EXERCISE REQUIREMENTS: Below is the data. Give it again, complete and exact.

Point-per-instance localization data
________________
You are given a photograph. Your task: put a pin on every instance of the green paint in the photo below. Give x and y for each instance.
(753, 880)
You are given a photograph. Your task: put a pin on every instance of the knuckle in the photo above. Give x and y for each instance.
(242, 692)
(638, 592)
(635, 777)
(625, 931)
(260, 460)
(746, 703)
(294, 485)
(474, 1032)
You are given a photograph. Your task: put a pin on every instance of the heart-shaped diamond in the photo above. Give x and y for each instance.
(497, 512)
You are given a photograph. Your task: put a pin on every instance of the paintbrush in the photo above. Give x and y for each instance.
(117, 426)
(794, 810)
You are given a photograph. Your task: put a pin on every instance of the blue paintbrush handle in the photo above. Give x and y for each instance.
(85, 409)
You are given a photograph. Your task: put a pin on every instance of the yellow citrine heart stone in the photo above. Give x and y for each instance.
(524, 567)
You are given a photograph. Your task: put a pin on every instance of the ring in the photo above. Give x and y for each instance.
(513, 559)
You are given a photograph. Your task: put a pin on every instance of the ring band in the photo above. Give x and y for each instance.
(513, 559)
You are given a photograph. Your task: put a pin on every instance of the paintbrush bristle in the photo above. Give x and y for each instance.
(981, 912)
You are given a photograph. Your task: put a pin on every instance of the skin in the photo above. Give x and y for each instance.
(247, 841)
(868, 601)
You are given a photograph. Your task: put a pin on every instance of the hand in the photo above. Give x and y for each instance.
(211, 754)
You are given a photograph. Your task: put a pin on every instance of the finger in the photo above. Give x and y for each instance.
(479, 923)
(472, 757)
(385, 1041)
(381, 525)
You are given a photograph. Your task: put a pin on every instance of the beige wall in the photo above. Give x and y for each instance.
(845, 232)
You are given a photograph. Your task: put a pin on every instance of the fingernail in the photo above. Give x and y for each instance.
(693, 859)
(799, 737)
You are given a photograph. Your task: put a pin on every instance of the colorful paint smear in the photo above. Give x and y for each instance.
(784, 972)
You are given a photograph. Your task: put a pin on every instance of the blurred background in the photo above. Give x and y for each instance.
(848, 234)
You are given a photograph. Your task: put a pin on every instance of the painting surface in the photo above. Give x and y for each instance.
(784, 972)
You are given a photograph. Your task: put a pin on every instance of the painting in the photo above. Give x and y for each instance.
________________
SOLUTION:
You are given a photograph. Your task: put a pin on every instance of the green paint in the photo below. Give x and y for each instance.
(753, 880)
You are given a photograph. Your task: put a pin on every instance of the knuckle in the photo above. Give x and y for each instance.
(242, 692)
(638, 592)
(635, 777)
(625, 931)
(260, 460)
(746, 703)
(294, 485)
(474, 1032)
You are given a photograph. Your task: put a pin on every instance of the heart-shaped diamond in the photo above. Give x and y for each instance.
(497, 512)
You are given a photograph. Your task: put a pin on every instance of the paintbrush in the photo above. Give x and y for each instance.
(117, 426)
(794, 810)
You are given a photograph. Your task: put a pin on every instance of the blue paintbrush handle in the photo above. Give x and y for each instance.
(85, 409)
You are given a photograph. Your task: put a pin on every instance of the yellow citrine heart stone in the photo above. Give x and y for each instance.
(524, 567)
You are given a photograph. Your task: put a pin on every instance of the ring in the photo above. Give x and y for each instance.
(513, 559)
You are given a photograph. Your task: put a pin on every instance of the ring band in the photo above. Give x and y for each instance.
(513, 559)
You are given a photograph. Your task: put a pin on every instance of the paintbrush bristle in the photo above. Give x and y for each instance.
(981, 912)
You are given a photograph. Your task: put a pin on every instance of the skin in the photo above. Give x and y for each instance.
(247, 841)
(868, 601)
You are given a photograph. Your task: put a pin on every instance of the hand in the photo above. Give x and y for each instance.
(211, 754)
You are given a photograph. Your task: put a pin on every instance of the finger in the photo above. Give x and y for each instance.
(479, 923)
(472, 757)
(385, 1041)
(381, 525)
You are given a photograph. Your task: put a pin on every instance of the beige wall in the photo above. Give x and y for each instance.
(845, 232)
You are given a photograph. Your task: put a pin on every instance of the fingernail in the photo above. Give x and y for each instance.
(693, 859)
(799, 737)
You are given a photograph. Your task: put a pin on every instance of the colorful paint smear in the photo above. Give x and y for each instance.
(784, 972)
You are given a photograph. Your task: put a pin on every instance of the blurred background in the photo above. Give x and y for each instance.
(848, 234)
You are given a photograph. Your task: put a pin on every instance of the painting surface in the photo above. Give x and y for each instance.
(784, 972)
You are given a photograph. Your task: put a pin on every instance of the painting in the photo above. Give x and y for each instance.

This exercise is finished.